━━━━━ EXTRAIT CHOISI ━━━━━
Il y a toute une école en Amérique, l’école Taylor, l’école des ingénieurs Bedeau, que vous voyez se promener dans des inspections, qui ont poussé très loin l’étude des méthodes d’organisation matérielle conduisant au maximum de rendement horaire de la machine, ce qui est précisément leur objectif. Mais il y a aussi l’école Gilbreth qui a étudié et recherché les données les plus favorables dans les conditions physiques de l’ouvrier pour que ce rendement soit obtenu. La donnée essentielle c’est que la fatigue de l’ouvrier soit limitée…
Ne croyez-vous pas que cette condition morale et physique de l’ouvrier, toute notre législation sociale était de nature à l’améliorer : la journée plus courte, les loisirs, les congés payés, le sentiment d’une dignité, d’une égalité conquise, tout cela était, devait être, un des éléments qui peuvent porter au maximum le rendement horaire tiré de la machine par l’ouvrier ». (4)
C’est encore et toujours l’augmentation de la productivité, le prolétaire restant une bête de somme à exploiter, qui était l’objectif du gouvernement de la « gauche plurielle » de Lionel Jospin lorsque ont été mises en place à partir de 2000 les lois sur les 35 heures de travail. (5)
━━━━━ ENTRÉES EXTRAITES ━━━━━
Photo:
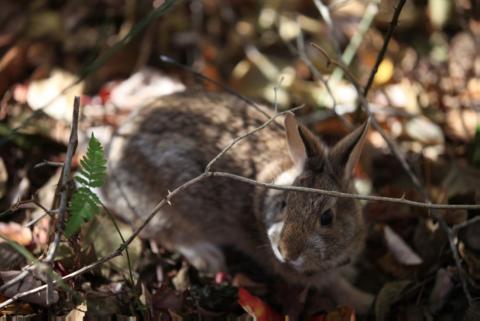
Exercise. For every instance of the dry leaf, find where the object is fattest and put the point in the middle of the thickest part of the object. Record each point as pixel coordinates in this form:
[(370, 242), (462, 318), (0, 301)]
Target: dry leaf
[(49, 94), (389, 295), (28, 283), (258, 309), (441, 289), (400, 250), (16, 232), (339, 314)]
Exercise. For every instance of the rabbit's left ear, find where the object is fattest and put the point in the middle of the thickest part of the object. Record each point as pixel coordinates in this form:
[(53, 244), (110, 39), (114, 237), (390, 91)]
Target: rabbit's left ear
[(302, 144), (345, 154)]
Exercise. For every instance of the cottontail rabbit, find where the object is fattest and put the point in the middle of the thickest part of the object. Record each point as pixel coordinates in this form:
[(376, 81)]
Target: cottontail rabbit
[(304, 237)]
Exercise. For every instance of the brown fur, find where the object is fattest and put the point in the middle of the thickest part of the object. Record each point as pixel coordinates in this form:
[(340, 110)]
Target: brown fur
[(169, 142)]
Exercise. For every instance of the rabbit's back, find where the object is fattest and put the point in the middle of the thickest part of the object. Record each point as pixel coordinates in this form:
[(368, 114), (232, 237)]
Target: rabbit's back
[(171, 141)]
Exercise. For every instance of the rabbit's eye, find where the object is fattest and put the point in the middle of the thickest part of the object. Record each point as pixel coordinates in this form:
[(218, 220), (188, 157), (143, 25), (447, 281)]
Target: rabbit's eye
[(326, 218)]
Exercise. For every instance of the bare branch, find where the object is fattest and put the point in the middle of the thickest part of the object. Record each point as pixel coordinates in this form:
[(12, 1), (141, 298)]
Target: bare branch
[(386, 40), (370, 198), (72, 146), (239, 138)]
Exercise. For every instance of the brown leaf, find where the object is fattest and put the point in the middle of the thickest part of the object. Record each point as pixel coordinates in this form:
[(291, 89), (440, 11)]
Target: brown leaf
[(27, 283), (16, 232), (390, 294), (400, 250)]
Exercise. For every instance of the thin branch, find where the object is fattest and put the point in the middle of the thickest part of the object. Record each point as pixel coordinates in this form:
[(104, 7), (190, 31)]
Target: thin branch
[(241, 137), (386, 40), (370, 198), (48, 163), (393, 147), (93, 66), (356, 40), (460, 226), (62, 209), (327, 17)]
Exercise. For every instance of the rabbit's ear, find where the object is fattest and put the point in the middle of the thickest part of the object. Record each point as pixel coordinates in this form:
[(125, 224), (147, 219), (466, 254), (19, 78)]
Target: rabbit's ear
[(345, 154), (302, 144)]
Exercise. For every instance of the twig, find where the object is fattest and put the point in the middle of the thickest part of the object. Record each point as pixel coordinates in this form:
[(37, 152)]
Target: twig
[(302, 54), (386, 40), (402, 201), (393, 147), (327, 17), (239, 138), (114, 222), (48, 163), (463, 225), (356, 40), (95, 64), (62, 209)]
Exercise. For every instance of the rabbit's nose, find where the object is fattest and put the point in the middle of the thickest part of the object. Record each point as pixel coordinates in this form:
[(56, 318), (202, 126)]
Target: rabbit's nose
[(289, 254)]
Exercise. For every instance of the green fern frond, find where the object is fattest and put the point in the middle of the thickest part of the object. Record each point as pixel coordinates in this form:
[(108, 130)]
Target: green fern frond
[(93, 166), (85, 203)]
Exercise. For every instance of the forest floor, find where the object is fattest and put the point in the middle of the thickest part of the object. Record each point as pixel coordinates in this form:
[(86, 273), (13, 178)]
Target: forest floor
[(421, 264)]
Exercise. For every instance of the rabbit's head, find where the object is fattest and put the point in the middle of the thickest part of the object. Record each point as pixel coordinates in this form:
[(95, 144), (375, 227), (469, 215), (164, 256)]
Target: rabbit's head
[(318, 232)]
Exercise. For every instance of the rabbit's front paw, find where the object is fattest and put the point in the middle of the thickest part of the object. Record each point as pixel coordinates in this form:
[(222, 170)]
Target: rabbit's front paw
[(204, 256)]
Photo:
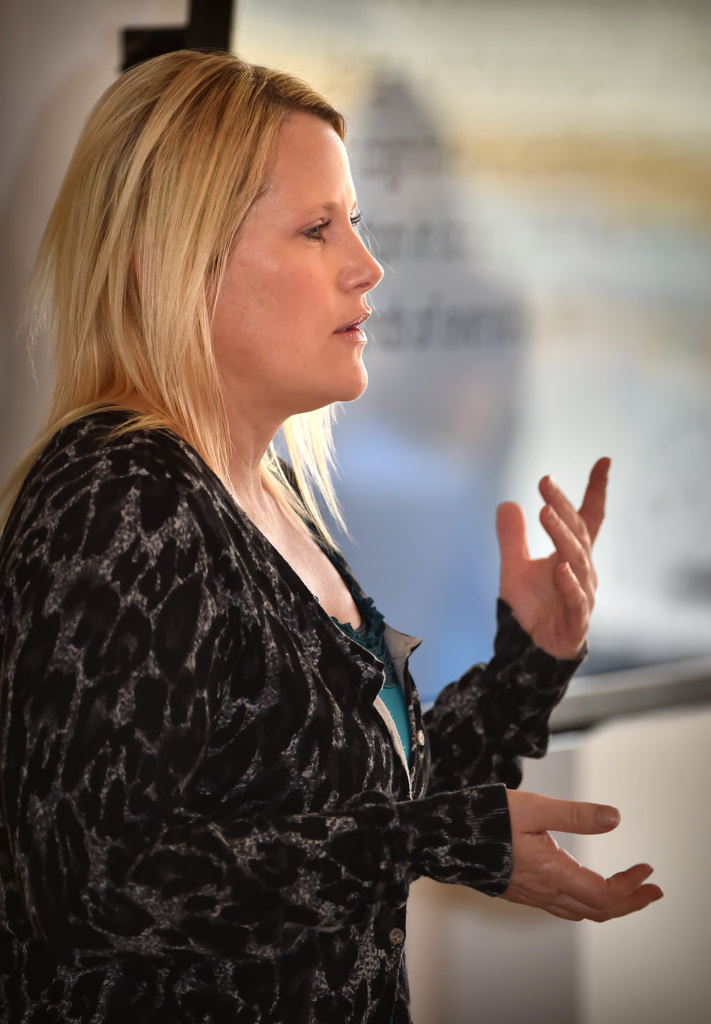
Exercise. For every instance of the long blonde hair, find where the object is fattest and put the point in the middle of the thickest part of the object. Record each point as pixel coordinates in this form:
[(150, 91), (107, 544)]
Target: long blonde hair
[(168, 166)]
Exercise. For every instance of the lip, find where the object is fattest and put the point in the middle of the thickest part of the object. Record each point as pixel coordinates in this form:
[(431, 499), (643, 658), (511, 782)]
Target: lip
[(353, 325)]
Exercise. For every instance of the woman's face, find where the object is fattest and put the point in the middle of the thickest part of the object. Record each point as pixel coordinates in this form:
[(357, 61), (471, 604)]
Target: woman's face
[(288, 325)]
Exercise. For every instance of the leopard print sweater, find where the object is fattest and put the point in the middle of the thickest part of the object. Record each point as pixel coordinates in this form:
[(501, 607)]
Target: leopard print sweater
[(204, 817)]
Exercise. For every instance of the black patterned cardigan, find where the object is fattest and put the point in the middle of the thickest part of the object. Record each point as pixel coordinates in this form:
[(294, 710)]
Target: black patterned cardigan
[(204, 816)]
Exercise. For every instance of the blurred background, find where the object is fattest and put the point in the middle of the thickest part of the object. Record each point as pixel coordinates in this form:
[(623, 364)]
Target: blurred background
[(535, 175)]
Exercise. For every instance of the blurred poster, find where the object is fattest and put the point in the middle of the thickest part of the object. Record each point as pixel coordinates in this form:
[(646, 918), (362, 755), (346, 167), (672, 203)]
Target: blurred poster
[(536, 178)]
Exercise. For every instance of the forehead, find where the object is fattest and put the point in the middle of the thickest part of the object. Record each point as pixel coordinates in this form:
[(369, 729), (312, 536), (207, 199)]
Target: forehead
[(310, 165)]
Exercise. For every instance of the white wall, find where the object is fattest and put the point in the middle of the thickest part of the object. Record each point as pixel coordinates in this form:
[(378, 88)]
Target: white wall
[(475, 960)]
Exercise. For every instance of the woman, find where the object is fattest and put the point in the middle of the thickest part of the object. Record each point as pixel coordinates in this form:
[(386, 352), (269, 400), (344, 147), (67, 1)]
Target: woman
[(212, 808)]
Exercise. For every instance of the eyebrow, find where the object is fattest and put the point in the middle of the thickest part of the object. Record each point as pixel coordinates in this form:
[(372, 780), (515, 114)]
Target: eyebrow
[(329, 208)]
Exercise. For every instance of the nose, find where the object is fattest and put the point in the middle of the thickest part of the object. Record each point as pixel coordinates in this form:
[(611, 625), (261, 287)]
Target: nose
[(364, 271)]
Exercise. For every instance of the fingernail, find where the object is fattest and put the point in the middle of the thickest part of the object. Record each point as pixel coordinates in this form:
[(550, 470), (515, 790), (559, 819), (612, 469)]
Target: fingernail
[(608, 817)]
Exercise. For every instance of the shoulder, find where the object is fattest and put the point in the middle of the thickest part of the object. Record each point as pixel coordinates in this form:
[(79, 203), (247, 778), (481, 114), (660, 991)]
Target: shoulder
[(92, 491)]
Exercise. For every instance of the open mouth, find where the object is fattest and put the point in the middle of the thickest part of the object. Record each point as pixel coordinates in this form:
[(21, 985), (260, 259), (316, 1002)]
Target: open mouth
[(354, 326)]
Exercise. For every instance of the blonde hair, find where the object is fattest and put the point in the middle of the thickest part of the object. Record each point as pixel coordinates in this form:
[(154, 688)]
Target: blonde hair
[(170, 162)]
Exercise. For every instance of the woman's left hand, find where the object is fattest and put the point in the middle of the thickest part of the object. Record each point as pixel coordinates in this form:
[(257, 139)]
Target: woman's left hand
[(552, 597)]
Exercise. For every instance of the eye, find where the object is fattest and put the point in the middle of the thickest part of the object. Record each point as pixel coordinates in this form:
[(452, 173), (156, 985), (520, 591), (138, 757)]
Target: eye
[(317, 232)]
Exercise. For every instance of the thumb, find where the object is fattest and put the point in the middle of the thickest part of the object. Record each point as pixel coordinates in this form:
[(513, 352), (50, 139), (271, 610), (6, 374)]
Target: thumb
[(510, 528), (532, 812)]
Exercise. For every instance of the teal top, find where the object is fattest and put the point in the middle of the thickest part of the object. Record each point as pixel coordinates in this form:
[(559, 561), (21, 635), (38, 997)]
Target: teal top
[(371, 636)]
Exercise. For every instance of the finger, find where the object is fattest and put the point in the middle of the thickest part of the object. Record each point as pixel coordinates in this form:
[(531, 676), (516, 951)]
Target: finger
[(577, 603), (533, 813), (592, 509), (558, 501), (510, 528), (569, 549), (574, 909)]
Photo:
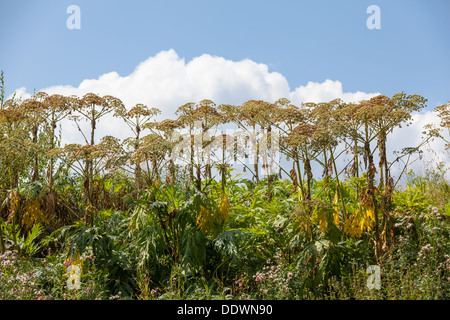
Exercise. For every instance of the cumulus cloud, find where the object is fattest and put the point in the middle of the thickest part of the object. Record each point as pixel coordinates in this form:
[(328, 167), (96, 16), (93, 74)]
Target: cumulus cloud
[(166, 81)]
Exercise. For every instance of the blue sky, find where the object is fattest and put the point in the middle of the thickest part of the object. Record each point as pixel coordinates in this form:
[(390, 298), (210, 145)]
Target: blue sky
[(303, 40)]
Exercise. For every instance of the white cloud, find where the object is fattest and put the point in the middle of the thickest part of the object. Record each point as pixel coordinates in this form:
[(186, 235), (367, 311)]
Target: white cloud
[(166, 81)]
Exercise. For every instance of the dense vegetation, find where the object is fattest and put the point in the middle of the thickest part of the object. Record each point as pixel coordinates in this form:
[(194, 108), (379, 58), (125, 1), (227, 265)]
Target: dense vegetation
[(138, 225)]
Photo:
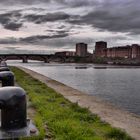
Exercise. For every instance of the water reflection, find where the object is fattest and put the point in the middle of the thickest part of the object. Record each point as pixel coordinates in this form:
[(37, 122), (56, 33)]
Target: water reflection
[(116, 84)]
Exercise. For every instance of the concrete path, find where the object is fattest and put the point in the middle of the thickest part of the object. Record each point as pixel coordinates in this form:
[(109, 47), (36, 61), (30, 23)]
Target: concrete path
[(109, 113)]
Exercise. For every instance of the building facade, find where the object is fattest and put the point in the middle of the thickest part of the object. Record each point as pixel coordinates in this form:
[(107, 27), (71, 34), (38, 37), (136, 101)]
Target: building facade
[(128, 51), (81, 49), (65, 53)]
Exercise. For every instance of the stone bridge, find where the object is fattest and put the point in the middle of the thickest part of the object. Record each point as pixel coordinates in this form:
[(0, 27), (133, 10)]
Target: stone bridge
[(39, 57)]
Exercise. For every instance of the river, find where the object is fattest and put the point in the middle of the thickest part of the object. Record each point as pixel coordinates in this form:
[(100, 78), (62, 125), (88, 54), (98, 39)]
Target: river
[(116, 84)]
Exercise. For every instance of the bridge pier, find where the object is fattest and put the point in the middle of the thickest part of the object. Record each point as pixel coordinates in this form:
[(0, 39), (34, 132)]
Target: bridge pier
[(24, 59), (46, 61)]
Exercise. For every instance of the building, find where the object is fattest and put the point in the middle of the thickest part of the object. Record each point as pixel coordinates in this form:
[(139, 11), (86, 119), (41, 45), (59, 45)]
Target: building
[(81, 49), (101, 49), (65, 53), (128, 51)]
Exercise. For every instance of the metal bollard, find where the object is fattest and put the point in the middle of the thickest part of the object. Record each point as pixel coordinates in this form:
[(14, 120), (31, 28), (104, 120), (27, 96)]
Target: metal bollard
[(3, 63), (4, 69), (13, 108), (7, 78)]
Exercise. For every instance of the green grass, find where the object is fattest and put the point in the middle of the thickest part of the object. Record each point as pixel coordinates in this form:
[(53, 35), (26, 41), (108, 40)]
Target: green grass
[(65, 120)]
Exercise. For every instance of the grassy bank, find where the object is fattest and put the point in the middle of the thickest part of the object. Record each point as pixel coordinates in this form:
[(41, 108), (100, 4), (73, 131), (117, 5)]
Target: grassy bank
[(64, 120)]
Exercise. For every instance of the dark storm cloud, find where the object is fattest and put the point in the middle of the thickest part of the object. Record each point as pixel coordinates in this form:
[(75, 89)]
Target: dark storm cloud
[(38, 38), (12, 26), (113, 16), (49, 17), (32, 39), (10, 20)]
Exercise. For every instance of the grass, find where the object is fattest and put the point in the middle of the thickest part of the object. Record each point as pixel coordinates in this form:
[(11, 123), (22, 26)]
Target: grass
[(65, 120)]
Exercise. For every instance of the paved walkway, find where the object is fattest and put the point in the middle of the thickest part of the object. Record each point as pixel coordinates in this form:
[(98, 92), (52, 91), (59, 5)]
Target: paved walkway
[(109, 113)]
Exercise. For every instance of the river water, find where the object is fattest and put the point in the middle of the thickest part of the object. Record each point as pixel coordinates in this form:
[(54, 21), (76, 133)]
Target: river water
[(117, 85)]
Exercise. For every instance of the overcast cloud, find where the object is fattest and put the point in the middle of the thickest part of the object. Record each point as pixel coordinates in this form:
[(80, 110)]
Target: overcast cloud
[(63, 23)]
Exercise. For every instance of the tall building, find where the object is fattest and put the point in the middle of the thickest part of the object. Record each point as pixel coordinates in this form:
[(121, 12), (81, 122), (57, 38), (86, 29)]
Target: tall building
[(128, 51), (100, 49), (81, 49)]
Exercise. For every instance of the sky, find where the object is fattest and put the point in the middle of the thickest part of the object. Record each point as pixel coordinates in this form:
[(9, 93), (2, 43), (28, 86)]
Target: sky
[(48, 26)]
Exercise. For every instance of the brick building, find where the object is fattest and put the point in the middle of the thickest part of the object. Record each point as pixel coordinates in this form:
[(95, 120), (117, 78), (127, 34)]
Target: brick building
[(65, 53), (129, 51), (81, 49)]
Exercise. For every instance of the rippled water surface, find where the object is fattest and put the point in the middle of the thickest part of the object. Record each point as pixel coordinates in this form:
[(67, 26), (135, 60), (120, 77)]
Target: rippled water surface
[(118, 85)]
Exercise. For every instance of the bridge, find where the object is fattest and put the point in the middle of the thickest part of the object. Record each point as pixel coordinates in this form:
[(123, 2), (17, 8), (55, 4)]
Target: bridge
[(39, 57)]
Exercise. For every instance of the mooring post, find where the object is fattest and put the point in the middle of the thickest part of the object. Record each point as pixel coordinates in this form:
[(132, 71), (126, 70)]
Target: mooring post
[(7, 78), (13, 107)]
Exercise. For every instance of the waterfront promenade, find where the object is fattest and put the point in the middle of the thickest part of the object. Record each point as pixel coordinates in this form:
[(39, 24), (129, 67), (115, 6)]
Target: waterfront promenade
━━━━━
CONSIGNE 1:
Répondez à ces questions sur le texte consacré au rendement des ouvriers :
(a) Qu'a étudié l'école Gilbreth ?
(b) Quelle est la donnée essentielle pour limiter ce qui pèse sur l'ouvrier ?
(c) À partir de quelle année les lois sur les 35 heures ont-elles été mises en place ?
CONSIGNE 2: Recopiez mot pour mot le passage du texte consacré au rendement des ouvriers qui commence par "C’est encore et" et se termine par "de travail. (5)".
CONSIGNE 3: Prolongez le texte consacré au rendement des ouvriers en reprenant juste après sa dernière phrase.

RÉPONSE 1:
(a) Les données les plus favorables dans les conditions physiques de l'ouvrier pour obtenir le rendement.
(b) Que la fatigue de l'ouvrier soit limitée.
(c) À partir de 2000.

RÉPONSE 2:
C’est encore et toujours l’augmentation de la productivité, le prolétaire restant une bête de somme à exploiter, qui était l’objectif du gouvernement de la « gauche plurielle » de Lionel Jospin lorsque ont été mises en place à partir de 2000 les lois sur les 35 heures de travail. (5)

RÉPONSE 3:
D’ailleurs, tout comme ce fut le cas pour les 40 heures en 1936, les 35 heures actuelles ne constituent qu’une moyenne théorique du temps de travail hebdomadaire et la flexibilité accrue des horaires de travail introduite avec ces lois aboutit à une durée réelle supérieure à celle affichée (39,1 heures hebdomadaires en moyenne pour les travailleurs salariés en 2018… soit plus que les 39 heures hebdomadaires en vigueur avant la mise en place des « 35 heures » !
En outre, le maintien annoncé du niveau des salaires ne relève que d’un effet d’annonce particulièrement mensonger. Ainsi, les lois Aubry ont permis de sortir du décompte du temps de travail des moments comme les pauses ou les temps de déplacement ou d’habillage jusque-là comptabilisés. De plus, elles ont permis non seulement la baisse du salaire indirect en réduisant les cotisations sociales versées par les entreprises passant aux 35 heures, mais aussi un blocage du salaire direct durant un an et demi en moyenne, ce qui signifie, en tenant compte de l’inflation, une baisse du salaire réel. Au final, quand la gauche annonce une réduction du temps de travail, c’est bien une hausse de la productivité du travail qu’elle fournit aux capitalistes et une forte intensification de son exploitation.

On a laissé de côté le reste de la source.